---------- Given text ----------
The statistics are unbelievably bleak: According to the World Health Organisation (WHO) Kenya is in the ranks of countries in Sub-Saharan Africa worst hit by the Non-Communicable Diseases (NCDs) crisis with the rates standing at 20.3 % (WHO 2010), statistics that have stakeholders deeply worried.
This stark reality has jolted CSA Kenya, an advocacy organisation committed to creating awareness around and building capacity to combat the problem, to action with a view to turning things around.
CSA Kenya is banking on a raft of strategies to ensure that the NCDs' crisis is reduced: Bringing on board civil society leaders who can rally behind a policy framework designed to address NCDs, capacity building around youth health-care, pumping grant funding into selected civil service society entities committed to having an impact on youths and providing the organisational support that will translate into an impactful change among the youths.
----------
→ Exercises to complete:
• a. Reproduce the stretch of the passage on Kenya's NCD crisis from "The statistics are" through "turning things around.".
• b. Write the next part of the passage on Kenya's NCD crisis, picking up after its final sentence.
The entries that follow come from a separate source.
---------- Provided data ----------
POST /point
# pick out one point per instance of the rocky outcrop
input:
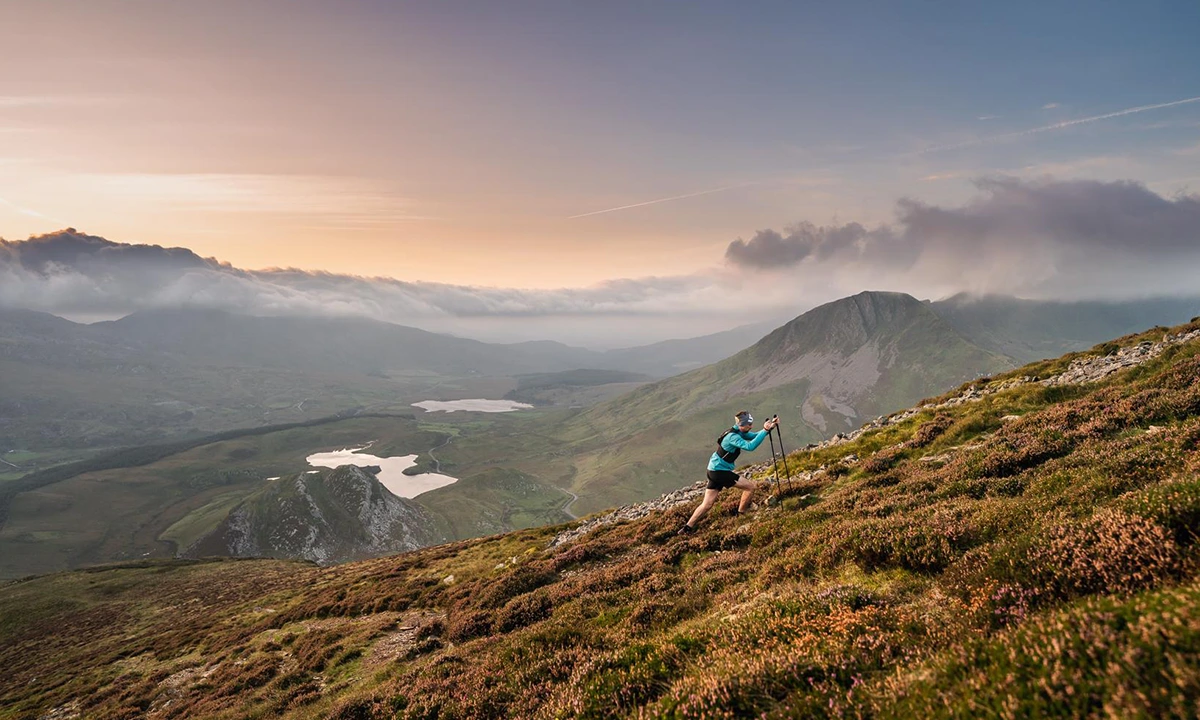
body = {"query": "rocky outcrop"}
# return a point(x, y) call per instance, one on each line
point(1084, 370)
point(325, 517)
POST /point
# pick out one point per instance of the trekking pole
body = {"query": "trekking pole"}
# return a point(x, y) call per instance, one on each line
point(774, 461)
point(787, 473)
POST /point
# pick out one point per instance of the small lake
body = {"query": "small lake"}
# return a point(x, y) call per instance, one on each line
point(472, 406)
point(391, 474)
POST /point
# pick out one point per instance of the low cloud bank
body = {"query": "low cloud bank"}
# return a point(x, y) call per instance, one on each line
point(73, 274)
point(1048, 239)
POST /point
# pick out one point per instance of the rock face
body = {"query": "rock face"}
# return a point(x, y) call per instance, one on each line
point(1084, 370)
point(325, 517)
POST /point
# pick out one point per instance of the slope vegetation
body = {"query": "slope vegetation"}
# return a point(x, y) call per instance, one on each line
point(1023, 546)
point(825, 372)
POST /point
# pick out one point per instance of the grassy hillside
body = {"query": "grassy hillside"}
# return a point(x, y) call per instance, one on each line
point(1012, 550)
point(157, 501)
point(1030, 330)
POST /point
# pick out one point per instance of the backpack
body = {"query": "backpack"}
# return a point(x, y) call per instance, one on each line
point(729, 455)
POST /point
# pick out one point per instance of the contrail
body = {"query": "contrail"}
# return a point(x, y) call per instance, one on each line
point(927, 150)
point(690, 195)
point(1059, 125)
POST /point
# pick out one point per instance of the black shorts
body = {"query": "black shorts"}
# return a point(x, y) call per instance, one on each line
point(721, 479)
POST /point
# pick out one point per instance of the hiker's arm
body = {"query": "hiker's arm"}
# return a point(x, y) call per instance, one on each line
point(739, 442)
----------
---------- Provided data ----------
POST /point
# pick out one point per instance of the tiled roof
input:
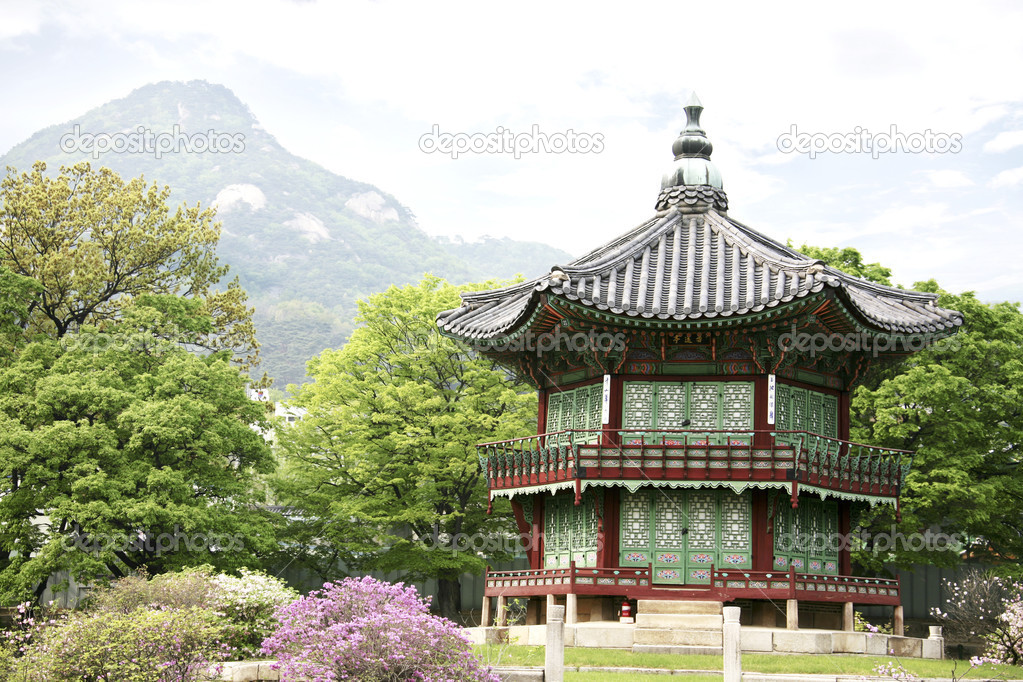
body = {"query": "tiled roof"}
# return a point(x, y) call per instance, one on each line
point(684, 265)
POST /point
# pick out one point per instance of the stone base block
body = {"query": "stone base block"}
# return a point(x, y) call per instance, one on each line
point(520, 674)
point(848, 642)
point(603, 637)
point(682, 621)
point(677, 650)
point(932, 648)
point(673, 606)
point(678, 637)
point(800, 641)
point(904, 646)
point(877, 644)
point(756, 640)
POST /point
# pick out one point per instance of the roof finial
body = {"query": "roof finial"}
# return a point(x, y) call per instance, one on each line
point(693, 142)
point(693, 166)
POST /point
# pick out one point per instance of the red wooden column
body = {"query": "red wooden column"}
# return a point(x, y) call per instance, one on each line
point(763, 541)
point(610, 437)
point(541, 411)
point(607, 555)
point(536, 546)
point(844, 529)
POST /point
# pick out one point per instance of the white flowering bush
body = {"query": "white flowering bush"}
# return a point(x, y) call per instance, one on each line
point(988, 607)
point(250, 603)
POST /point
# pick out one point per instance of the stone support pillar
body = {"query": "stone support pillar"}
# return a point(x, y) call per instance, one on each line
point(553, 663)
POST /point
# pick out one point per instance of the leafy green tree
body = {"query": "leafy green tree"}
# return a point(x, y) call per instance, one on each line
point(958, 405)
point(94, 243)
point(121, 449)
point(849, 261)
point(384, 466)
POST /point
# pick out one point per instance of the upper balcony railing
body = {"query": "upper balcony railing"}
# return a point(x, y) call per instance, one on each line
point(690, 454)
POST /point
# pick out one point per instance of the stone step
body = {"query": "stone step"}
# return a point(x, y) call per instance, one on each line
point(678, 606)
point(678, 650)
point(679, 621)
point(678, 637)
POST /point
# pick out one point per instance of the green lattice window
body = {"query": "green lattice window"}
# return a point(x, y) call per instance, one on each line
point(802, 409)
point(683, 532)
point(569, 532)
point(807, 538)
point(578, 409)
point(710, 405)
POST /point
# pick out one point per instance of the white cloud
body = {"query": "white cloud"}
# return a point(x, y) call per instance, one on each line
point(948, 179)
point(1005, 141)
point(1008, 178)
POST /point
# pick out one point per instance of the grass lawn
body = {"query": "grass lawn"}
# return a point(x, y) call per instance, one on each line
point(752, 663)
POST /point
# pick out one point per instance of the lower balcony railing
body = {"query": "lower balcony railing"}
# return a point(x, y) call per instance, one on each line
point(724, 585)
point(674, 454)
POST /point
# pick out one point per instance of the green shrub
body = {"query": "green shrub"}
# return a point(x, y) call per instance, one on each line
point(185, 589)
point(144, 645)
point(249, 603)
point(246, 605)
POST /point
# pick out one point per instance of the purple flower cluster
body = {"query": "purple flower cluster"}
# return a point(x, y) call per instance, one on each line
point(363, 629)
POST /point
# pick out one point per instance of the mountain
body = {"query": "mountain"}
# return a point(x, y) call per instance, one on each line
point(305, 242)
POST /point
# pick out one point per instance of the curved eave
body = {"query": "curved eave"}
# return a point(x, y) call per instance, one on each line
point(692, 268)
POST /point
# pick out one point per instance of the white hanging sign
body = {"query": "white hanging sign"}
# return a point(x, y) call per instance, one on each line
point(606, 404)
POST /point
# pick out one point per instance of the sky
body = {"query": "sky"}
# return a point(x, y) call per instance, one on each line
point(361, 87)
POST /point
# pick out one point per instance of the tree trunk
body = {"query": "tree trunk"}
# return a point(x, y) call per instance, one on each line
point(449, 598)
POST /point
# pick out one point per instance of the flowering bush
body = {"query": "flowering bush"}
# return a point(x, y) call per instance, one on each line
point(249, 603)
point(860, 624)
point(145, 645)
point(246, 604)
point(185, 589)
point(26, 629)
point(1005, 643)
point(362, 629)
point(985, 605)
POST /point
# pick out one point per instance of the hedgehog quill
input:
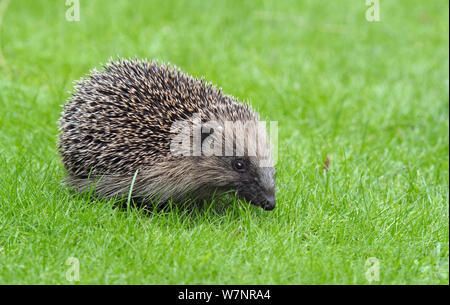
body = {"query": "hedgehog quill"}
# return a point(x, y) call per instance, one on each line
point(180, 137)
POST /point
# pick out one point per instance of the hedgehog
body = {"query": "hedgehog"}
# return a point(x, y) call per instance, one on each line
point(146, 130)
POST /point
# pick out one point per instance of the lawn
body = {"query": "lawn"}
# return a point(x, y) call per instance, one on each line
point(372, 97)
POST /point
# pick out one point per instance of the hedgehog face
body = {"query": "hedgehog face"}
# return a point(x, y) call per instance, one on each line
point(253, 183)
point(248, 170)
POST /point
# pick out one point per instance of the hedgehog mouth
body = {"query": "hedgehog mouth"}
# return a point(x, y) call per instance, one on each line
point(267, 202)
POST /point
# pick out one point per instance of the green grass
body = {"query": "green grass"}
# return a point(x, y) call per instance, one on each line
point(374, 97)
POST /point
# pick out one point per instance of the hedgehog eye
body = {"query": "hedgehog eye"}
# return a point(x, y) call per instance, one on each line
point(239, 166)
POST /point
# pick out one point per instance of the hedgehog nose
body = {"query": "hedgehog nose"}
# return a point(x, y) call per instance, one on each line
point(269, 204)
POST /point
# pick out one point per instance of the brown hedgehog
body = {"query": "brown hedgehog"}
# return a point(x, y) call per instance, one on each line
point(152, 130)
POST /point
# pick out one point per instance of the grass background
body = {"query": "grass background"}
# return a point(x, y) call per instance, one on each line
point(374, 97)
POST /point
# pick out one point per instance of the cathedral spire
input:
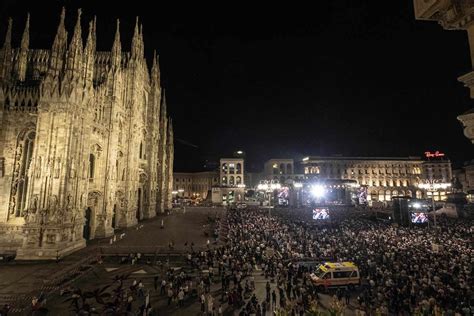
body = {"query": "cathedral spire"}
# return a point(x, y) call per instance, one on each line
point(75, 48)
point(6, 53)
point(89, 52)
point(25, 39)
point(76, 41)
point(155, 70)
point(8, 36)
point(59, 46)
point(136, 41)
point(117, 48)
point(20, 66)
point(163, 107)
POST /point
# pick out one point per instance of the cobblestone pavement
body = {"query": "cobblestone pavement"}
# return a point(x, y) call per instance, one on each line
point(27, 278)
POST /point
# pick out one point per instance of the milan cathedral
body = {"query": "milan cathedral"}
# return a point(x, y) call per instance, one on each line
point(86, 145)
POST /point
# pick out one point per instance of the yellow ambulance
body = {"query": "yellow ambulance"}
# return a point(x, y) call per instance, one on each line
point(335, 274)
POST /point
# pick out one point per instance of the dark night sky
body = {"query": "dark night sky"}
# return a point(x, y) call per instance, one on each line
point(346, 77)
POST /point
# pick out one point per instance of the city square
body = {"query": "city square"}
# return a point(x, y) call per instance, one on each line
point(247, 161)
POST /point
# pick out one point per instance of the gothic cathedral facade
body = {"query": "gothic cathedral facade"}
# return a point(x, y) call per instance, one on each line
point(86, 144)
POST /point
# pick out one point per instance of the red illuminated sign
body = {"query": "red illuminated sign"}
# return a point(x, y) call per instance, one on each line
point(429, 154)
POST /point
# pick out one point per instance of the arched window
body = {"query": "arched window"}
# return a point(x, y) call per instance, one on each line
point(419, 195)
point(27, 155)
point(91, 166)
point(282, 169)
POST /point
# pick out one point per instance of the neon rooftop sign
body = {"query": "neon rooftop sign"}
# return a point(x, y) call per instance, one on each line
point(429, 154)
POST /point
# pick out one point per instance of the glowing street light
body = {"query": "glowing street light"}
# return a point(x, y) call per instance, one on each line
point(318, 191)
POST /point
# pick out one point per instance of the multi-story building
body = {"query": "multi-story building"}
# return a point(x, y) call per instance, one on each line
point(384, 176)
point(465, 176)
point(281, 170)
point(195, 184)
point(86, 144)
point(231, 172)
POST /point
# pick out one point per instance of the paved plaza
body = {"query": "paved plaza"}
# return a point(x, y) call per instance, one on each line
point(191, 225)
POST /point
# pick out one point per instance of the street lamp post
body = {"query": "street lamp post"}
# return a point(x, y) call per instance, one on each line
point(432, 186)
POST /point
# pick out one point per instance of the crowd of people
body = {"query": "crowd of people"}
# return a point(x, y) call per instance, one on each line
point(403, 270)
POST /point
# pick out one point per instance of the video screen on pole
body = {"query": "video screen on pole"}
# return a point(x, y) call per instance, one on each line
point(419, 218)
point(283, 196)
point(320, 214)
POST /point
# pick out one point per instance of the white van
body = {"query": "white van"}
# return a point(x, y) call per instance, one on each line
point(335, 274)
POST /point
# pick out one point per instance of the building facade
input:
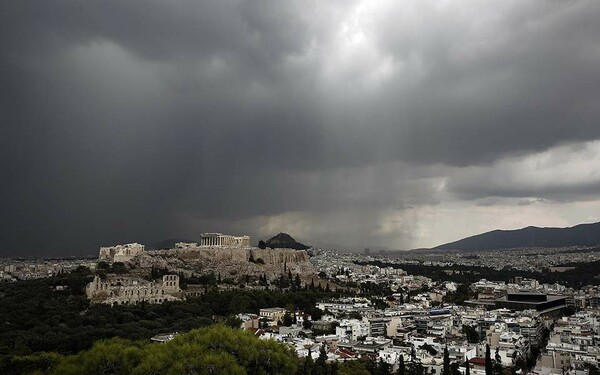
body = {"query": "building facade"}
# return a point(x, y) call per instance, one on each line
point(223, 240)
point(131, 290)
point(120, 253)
----------
---------- Provided data ----------
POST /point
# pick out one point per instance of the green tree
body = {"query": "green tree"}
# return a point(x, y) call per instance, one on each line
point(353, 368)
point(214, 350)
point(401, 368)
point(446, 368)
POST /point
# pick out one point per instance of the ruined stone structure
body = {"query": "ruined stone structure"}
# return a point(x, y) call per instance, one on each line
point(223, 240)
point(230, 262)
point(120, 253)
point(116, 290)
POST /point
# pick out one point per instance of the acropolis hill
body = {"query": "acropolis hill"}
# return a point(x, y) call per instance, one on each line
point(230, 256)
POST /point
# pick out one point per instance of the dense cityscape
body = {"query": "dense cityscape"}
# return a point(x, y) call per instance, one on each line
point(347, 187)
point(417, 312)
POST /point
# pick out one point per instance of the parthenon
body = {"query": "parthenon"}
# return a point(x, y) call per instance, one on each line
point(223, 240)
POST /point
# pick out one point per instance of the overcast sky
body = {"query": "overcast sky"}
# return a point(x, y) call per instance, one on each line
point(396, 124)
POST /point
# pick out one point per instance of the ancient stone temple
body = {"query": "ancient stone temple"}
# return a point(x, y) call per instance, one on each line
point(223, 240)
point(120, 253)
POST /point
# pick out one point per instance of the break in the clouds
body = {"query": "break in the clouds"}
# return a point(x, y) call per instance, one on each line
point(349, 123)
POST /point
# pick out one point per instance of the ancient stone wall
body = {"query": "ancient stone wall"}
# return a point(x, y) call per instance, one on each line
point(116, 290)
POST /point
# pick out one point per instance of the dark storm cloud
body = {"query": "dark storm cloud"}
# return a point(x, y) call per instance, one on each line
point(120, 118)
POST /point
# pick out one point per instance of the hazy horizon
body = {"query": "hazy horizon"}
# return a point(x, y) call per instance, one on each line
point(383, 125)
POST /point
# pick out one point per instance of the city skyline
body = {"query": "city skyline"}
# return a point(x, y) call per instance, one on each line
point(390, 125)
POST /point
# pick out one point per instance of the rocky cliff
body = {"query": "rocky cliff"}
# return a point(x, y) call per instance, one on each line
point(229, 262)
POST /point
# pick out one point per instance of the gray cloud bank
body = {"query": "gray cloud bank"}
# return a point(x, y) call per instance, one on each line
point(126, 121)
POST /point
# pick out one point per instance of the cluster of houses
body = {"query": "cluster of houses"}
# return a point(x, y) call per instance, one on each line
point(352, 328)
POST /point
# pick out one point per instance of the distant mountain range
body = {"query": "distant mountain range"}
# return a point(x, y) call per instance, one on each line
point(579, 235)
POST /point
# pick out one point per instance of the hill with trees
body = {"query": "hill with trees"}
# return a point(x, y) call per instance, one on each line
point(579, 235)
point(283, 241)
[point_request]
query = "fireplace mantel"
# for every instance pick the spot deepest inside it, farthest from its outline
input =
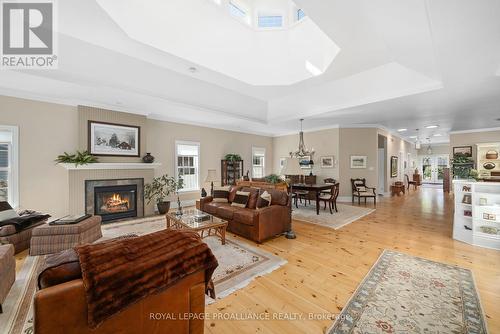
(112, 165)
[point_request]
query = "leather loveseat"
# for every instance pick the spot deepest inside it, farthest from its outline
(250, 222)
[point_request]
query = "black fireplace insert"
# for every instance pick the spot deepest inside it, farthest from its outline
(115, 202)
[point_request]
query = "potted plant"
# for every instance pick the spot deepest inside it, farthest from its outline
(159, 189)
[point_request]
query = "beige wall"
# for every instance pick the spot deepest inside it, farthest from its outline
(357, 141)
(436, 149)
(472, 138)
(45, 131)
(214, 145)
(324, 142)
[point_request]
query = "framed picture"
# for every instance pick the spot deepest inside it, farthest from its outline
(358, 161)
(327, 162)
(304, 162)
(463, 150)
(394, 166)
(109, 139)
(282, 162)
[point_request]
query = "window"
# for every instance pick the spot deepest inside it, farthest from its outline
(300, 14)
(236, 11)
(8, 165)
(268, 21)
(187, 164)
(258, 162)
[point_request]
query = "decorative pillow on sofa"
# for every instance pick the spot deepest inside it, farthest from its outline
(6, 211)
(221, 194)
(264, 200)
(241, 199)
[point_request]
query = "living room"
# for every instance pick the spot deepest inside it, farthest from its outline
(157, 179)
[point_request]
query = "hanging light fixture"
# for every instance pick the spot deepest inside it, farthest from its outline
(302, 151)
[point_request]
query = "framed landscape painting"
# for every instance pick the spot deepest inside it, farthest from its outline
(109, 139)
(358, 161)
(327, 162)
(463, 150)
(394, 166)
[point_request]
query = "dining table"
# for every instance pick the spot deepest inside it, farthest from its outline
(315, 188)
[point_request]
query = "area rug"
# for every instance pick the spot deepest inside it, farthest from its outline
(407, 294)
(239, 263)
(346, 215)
----------
→ Answer set:
• a.
The statistics are unbelievably bleak: According to the World Health Organisation (WHO) Kenya is in the ranks of countries in Sub-Saharan Africa worst hit by the Non-Communicable Diseases (NCDs) crisis with the rates standing at 20.3 % (WHO 2010), statistics that have stakeholders deeply worried.
This stark reality has jolted CSA Kenya, an advocacy organisation committed to creating awareness around and building capacity to combat the problem, to action with a view to turning things around.

• b.
A conference to be held at the iconic Intercontinental Hotel on 24, April from 8 am will seek to engage with the youths on the NCDs crisis given their significance to Kenya's well-being.
This is in keeping with CSA Kenya's initiatives aimed at empowering the youths with information and resources that will ensure that they are healthy.
The youths constitute about half of the over 40 million Kenyan population and most at risk.
CSA Kenya's Nairobi conference will help plug the huge information gap about NCDs that exists as the vast majority of youths lack information on NCDs.